> Required tasks:
1. Summarize the article on Singapore's tourism outlook in two sentences.
2. Output word for word the passage of the article on Singapore's tourism outlook that begins at the words "Tan told CNBC" and stops after the words "travelers from China.".

> Document section:

'''

Singapore is welcoming them back, but a full return of Chinese tourists isn’t likely in 2023, Singapore Tourism Board executives said at a press conference Tuesday.
Singapore Tourism Board’s CEO Keith Tan cited limited flight capacity and the speed of China’s border reopening as some of the reasons a full recovery from Chinese tourists isn’t expected this year.
Tan told CNBC that travel recovery from China is unlikely to exceed 60% of pre-Covid levels by year-end.
“We are hoping to get, for the whole year 2023, between 30% to 60% of where we were compared to the whole year 2019,” he said. “In our most ambitious and aggressive scenarios, we hope that things will be almost back to normal by the end of 2023.”
Currently, the number of flights from Singapore to China is only 10% of what it was pre-Covid. Unlike other countries in Asia, Singapore has not imposed new Covid-related restrictions on travelers from China.
Singapore’s tourism industry is expected to recover to pre-pandemic levels by 2024, according to its tourism board.
Tan said he welcomes competition from Hong Kong in terms of MICE — meetings, incentives, conventions and exhibitions.
Hong Kong “will throw a lot of resources to secure and anchor a whole range of events,” he said.
“I welcome that competition. I think it is good, and I’m glad that Hong Kong is back in business … but that also means that we have to work harder at securing a good set of events and investments for Singapore.”

'''

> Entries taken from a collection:
'''

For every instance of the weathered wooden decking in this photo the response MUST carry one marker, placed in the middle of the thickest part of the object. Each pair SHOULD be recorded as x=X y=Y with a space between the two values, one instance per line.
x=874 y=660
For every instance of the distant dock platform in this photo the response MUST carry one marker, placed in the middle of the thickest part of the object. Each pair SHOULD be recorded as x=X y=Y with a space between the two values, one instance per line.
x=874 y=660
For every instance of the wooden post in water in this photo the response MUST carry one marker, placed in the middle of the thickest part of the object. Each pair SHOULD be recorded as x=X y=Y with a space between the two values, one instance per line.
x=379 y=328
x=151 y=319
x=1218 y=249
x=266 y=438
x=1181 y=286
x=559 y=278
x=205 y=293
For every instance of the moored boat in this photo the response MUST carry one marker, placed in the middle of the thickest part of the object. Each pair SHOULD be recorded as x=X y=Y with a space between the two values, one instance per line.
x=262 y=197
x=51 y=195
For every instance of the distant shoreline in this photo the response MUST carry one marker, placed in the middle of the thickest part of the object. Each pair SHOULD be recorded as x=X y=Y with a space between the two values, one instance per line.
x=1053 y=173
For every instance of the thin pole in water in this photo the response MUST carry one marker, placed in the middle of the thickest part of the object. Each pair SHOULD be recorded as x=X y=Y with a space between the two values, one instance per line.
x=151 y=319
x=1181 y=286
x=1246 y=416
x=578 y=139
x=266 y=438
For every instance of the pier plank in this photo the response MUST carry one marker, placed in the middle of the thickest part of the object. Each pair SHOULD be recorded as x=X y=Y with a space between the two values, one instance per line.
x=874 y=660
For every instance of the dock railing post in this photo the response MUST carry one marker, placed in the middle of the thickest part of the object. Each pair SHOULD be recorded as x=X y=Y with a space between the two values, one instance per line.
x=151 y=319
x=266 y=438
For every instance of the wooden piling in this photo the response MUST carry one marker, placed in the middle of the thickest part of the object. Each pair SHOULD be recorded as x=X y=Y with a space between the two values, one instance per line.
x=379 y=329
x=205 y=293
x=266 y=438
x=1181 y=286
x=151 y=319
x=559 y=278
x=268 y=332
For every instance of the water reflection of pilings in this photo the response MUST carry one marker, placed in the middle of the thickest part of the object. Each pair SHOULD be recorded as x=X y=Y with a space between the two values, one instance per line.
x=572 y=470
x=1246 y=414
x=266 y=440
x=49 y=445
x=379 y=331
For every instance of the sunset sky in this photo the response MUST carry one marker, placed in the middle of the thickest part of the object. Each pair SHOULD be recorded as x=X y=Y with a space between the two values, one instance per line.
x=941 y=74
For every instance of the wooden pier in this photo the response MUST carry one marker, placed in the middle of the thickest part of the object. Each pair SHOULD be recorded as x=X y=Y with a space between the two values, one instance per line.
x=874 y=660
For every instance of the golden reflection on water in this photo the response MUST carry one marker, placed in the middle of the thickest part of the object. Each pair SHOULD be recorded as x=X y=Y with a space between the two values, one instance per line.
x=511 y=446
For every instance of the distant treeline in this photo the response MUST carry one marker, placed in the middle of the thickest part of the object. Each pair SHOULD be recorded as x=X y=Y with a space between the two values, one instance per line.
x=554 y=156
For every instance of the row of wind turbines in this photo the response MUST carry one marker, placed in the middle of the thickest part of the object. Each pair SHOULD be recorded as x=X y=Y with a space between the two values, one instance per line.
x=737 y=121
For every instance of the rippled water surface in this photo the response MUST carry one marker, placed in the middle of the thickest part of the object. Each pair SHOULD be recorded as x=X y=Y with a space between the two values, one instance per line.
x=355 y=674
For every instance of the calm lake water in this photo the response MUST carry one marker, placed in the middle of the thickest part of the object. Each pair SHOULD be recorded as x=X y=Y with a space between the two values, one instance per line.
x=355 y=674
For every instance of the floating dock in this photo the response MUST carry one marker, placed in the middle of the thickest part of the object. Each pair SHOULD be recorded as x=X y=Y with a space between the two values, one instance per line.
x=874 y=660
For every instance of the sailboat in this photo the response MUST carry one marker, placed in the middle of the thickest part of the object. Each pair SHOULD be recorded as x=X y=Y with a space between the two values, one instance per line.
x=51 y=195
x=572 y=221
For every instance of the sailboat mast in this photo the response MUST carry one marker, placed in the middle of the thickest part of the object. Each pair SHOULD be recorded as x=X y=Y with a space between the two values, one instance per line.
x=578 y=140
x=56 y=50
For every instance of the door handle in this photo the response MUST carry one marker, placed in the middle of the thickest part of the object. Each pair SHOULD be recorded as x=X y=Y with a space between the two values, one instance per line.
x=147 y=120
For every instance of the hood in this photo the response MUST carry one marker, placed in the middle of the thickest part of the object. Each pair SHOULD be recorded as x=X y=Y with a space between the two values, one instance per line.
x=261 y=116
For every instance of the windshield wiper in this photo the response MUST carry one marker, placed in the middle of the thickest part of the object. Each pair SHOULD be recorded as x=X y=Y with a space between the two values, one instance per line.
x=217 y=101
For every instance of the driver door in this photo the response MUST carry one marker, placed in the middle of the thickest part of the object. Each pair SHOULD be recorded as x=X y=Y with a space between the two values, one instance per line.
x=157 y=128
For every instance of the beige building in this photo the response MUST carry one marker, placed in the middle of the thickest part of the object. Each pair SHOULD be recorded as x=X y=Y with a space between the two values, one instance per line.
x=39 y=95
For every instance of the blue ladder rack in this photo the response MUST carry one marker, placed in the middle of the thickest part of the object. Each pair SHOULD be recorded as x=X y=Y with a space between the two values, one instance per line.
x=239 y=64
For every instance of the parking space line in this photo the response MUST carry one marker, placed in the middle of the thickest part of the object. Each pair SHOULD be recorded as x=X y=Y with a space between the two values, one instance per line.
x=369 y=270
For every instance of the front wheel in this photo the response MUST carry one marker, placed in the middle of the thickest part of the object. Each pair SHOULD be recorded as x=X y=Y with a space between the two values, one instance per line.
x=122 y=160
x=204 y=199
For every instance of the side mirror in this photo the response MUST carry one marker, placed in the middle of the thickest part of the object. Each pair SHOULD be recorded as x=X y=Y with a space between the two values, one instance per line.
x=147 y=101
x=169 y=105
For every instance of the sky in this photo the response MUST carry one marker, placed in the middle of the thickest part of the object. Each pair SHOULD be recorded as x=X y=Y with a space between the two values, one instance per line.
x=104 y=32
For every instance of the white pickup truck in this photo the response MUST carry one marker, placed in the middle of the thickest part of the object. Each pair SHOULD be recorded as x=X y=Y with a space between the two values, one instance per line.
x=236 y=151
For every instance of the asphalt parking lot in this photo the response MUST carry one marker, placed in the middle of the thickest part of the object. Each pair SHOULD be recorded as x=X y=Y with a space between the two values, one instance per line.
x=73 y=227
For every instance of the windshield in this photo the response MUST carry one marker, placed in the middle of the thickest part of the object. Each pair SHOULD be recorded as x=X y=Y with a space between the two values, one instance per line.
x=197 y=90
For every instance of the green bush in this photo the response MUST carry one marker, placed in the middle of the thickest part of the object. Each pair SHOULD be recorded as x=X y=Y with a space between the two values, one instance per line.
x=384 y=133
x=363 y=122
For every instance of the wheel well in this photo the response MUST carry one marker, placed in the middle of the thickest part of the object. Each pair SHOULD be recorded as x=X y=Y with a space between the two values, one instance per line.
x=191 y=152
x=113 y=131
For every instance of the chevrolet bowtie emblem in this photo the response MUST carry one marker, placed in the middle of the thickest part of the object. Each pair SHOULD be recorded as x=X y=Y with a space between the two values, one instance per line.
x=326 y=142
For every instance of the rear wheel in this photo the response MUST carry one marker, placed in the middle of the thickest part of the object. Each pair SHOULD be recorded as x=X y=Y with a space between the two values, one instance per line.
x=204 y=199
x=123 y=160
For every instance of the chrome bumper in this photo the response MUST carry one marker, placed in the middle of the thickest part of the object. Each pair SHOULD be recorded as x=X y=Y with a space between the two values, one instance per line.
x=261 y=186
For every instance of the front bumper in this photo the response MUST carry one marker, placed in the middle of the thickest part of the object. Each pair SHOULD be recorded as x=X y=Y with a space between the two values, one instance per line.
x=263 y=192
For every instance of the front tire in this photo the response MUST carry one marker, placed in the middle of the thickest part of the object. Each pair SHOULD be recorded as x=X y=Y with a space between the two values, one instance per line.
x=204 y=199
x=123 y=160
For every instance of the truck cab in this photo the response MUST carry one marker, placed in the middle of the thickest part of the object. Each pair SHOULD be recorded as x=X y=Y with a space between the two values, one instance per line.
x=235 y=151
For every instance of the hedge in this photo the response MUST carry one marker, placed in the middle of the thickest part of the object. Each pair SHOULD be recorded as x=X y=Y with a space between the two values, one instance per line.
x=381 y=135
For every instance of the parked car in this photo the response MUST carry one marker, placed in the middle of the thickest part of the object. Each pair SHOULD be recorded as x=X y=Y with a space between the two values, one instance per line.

'''

> Written answers:
1. Singapore Tourism Board executives said a full return of Chinese tourists is unlikely in 2023. CEO Keith Tan cited limited flight capacity and the pace of China's border reopening, expected 30% to 60% of 2019 levels for the year, and said he welcomes competition from Hong Kong for meetings, incentives, conventions and exhibitions even though Singapore will have to work harder to secure events and investments.

2.
Tan told CNBC that travel recovery from China is unlikely to exceed 60% of pre-Covid levels by year-end.
“We are hoping to get, for the whole year 2023, between 30% to 60% of where we were compared to the whole year 2019,” he said. “In our most ambitious and aggressive scenarios, we hope that things will be almost back to normal by the end of 2023.”
Currently, the number of flights from Singapore to China is only 10% of what it was pre-Covid. Unlike other countries in Asia, Singapore has not imposed new Covid-related restrictions on travelers from China.